*EXERCISE AIM*:
Rewrite the rows beginning at the line that contains "the distant house;" and continuing through the end of the rows, shifting each number in the pin coordinates by adding 112. Keep the reviewer notes and their sample coordinate pairs unchanged.

(Collected data entries)
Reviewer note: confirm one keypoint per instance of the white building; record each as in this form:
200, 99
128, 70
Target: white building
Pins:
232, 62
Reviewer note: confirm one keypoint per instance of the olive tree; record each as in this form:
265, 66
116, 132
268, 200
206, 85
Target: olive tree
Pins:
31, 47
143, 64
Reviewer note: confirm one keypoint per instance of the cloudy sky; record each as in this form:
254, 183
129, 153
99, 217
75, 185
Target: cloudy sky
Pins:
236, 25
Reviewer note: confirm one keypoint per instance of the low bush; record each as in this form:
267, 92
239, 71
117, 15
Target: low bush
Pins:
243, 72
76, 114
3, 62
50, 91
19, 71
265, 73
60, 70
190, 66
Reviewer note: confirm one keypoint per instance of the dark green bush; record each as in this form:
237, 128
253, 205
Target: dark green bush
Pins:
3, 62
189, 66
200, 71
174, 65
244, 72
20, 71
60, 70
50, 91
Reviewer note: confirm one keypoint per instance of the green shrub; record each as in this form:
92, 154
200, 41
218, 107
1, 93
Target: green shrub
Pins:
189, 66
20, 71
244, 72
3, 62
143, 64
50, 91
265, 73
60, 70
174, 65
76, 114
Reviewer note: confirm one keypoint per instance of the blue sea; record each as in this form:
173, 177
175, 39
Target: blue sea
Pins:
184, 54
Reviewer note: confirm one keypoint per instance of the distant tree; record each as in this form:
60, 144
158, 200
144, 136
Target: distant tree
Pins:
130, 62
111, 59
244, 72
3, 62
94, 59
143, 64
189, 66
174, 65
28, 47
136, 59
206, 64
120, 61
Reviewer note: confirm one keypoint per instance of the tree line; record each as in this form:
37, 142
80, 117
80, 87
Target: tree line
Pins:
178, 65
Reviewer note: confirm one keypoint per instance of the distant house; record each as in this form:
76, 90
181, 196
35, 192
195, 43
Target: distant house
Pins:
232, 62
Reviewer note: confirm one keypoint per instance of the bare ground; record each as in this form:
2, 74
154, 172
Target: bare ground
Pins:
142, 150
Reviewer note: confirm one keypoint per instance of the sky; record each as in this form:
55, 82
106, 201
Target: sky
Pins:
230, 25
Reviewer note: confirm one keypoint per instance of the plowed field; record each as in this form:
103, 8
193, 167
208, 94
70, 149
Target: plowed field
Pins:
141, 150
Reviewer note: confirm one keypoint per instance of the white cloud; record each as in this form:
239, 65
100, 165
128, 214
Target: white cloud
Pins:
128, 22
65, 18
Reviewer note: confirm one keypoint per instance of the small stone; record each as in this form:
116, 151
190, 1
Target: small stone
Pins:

*ANSWER FOR THE TASK*:
Reviewer note: confirm one keypoint per instance of the distant house; record each as in this form:
76, 90
181, 196
35, 192
195, 43
Target: distant house
Pins:
344, 174
Reviewer note: confirm one keypoint per instance of the bare ground; record each as in this form:
2, 74
154, 172
Target: bare ground
Pins:
254, 262
Reviewer note: confirm one keypoint per instance of the sky; record each as in this form:
55, 82
106, 201
Target: sky
Pins:
342, 137
Reviewer note: confirm one keypoint per instance of the plowed field; record each as in this form:
103, 8
193, 167
208, 94
70, 149
Target: plowed field
Pins:
253, 262
Reviewer note: confirm one keypoint per instance of the white cloud; record each as in this form:
239, 65
100, 165
128, 214
Target: white cloud
Pins:
240, 134
177, 130
Reviewer note: confirm one keypoint per instance of the small stone; record each as in this form:
116, 151
190, 1
Target: small stone
Pins:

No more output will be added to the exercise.